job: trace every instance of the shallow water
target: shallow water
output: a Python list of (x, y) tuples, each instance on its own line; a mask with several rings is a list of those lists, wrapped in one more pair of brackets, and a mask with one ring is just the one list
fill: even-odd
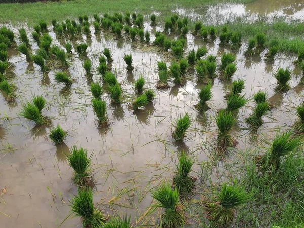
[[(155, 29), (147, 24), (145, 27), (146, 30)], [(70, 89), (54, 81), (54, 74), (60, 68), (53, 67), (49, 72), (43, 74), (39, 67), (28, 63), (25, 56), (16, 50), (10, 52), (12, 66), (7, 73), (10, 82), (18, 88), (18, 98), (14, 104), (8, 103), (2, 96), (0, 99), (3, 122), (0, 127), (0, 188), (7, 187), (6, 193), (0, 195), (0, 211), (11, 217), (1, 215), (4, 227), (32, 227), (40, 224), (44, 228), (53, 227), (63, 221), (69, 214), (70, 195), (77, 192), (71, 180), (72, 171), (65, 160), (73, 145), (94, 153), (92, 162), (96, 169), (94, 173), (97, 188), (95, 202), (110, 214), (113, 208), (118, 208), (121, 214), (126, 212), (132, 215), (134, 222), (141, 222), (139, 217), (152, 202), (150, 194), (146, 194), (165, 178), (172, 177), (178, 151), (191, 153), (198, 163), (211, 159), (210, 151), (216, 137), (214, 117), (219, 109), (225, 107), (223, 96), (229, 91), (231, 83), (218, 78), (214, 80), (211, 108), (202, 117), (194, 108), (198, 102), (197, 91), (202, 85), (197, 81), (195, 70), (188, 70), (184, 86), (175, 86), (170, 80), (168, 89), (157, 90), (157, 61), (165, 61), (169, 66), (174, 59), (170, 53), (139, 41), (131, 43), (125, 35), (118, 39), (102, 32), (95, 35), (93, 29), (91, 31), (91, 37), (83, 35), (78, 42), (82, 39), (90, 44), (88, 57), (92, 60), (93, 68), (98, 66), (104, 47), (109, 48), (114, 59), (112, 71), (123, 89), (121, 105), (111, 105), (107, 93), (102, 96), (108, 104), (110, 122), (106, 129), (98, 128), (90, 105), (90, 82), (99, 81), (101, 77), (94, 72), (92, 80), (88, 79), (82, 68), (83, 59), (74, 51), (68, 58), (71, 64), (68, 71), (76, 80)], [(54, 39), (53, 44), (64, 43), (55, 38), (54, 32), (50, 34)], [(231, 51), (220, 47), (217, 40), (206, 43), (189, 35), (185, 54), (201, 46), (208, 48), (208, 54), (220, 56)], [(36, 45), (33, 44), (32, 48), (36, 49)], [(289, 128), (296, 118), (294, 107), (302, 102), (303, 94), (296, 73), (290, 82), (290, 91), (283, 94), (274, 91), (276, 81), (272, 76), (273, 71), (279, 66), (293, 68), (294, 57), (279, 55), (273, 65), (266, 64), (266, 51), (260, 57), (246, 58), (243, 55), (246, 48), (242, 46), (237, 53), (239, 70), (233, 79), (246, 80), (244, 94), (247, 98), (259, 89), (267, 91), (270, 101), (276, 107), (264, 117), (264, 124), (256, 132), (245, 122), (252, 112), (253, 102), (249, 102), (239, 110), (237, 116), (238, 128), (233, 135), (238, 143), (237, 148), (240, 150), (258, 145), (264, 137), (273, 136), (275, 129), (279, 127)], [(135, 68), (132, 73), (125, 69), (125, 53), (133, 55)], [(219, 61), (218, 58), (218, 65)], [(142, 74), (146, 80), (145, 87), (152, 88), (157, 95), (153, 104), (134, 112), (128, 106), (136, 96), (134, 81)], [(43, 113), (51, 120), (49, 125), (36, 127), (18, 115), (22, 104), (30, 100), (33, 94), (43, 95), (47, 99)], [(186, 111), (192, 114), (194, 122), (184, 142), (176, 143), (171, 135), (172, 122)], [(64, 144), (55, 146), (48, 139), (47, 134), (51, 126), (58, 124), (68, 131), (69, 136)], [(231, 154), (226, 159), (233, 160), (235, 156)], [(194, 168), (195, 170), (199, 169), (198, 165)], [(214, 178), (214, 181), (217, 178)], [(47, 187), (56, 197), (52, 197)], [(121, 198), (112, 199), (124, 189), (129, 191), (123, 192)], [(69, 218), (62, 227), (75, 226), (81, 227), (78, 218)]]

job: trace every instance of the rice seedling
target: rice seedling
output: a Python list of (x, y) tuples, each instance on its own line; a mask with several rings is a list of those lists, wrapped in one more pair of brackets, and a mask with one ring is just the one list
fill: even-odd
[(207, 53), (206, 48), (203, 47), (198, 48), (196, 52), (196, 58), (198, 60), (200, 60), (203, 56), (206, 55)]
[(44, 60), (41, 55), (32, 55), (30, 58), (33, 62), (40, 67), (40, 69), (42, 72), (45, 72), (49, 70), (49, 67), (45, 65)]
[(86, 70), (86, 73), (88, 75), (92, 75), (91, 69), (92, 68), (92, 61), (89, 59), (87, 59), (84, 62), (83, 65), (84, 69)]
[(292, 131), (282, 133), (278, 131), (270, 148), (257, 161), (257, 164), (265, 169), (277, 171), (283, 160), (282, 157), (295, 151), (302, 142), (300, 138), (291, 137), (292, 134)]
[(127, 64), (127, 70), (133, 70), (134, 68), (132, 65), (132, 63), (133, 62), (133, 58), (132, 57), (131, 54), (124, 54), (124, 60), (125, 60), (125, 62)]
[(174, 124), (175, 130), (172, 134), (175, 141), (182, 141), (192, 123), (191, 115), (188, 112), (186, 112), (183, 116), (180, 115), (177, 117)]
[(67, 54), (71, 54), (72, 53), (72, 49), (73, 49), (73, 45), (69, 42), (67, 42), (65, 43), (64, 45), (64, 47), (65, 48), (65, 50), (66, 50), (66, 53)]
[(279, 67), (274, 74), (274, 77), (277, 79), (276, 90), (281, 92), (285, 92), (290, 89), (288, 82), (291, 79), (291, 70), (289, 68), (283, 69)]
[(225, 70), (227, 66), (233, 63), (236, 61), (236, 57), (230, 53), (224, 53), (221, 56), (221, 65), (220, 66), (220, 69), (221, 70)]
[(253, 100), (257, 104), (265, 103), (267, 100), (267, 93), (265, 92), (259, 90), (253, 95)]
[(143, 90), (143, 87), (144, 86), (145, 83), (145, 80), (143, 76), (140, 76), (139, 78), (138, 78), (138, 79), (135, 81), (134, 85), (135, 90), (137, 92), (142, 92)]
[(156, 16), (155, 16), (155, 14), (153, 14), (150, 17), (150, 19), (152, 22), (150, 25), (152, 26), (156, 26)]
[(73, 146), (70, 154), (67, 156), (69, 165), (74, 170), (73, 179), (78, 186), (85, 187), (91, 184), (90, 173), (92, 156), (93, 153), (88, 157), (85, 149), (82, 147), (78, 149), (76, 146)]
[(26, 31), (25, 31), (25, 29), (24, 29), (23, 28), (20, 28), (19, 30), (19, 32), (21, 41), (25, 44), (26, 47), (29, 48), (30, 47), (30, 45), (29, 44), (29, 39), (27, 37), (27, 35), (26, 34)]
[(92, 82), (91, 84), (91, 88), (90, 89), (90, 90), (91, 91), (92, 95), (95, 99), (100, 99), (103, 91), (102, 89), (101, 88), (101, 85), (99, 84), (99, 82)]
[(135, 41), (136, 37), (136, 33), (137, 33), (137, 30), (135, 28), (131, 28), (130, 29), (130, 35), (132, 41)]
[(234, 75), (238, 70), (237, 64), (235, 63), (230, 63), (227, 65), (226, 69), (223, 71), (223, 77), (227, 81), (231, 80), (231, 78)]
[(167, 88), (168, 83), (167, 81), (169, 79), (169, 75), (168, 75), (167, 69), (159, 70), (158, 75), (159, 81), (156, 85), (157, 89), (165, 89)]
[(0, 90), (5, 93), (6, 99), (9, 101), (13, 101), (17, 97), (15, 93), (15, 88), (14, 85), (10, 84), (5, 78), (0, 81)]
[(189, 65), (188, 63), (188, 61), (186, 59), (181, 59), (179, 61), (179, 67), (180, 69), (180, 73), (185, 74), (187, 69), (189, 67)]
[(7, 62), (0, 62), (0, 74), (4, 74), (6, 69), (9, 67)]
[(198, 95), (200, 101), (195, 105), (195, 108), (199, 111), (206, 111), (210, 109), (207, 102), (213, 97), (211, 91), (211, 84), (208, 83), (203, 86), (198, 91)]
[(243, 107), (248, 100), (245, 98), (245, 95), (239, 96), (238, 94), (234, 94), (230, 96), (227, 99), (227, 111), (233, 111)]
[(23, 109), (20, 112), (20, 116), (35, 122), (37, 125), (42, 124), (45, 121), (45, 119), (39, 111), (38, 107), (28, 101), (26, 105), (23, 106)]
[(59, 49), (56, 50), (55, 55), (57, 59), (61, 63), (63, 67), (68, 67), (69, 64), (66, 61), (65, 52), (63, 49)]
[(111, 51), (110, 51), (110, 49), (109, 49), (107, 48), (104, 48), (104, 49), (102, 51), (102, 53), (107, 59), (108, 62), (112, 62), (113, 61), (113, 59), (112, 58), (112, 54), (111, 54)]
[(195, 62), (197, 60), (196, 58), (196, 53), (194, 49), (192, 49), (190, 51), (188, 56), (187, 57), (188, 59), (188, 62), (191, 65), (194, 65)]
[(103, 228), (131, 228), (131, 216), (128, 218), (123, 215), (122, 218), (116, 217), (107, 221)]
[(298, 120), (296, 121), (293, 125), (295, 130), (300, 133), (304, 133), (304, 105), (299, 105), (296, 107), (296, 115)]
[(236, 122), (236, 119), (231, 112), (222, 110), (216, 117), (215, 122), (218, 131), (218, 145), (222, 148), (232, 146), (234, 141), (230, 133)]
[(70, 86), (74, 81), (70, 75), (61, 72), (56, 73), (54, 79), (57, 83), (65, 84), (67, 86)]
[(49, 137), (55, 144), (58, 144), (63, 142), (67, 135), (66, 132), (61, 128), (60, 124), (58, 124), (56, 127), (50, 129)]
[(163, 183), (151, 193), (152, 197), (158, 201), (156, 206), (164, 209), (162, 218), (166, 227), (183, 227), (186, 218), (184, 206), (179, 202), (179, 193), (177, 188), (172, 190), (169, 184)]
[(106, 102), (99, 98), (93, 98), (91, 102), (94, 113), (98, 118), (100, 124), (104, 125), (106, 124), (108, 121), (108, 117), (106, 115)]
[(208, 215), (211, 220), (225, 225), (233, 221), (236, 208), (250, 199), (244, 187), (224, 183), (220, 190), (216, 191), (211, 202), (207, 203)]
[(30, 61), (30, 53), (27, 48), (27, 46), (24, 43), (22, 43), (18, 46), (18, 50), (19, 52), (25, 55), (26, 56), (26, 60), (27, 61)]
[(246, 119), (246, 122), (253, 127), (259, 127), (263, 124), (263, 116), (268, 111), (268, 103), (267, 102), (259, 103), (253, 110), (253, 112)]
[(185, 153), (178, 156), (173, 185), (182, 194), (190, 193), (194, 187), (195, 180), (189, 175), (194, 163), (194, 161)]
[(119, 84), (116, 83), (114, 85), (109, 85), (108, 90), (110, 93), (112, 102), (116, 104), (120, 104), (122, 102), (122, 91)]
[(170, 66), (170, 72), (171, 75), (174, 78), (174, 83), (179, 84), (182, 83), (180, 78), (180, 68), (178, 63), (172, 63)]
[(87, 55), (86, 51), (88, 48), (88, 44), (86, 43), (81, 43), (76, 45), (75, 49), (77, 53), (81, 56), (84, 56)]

# PROBLEM TO WORK ON
Could you print, character for character, every line from the one containing "job: trace every instance of the rice" through the one containing "56), (206, 55)]", including both of those lines?

# SOLUTION BELOW
job: trace every instance of the rice seedling
target: rice seedling
output: a Python list of (x, y) tuples, each instance on its own line; a mask with several rings is a list of those lists, wrapped in one more pair of brackets, and a mask with one ring is just the one list
fill: even-odd
[(207, 53), (206, 48), (203, 47), (198, 48), (196, 52), (196, 58), (198, 60), (200, 60), (203, 56), (206, 55)]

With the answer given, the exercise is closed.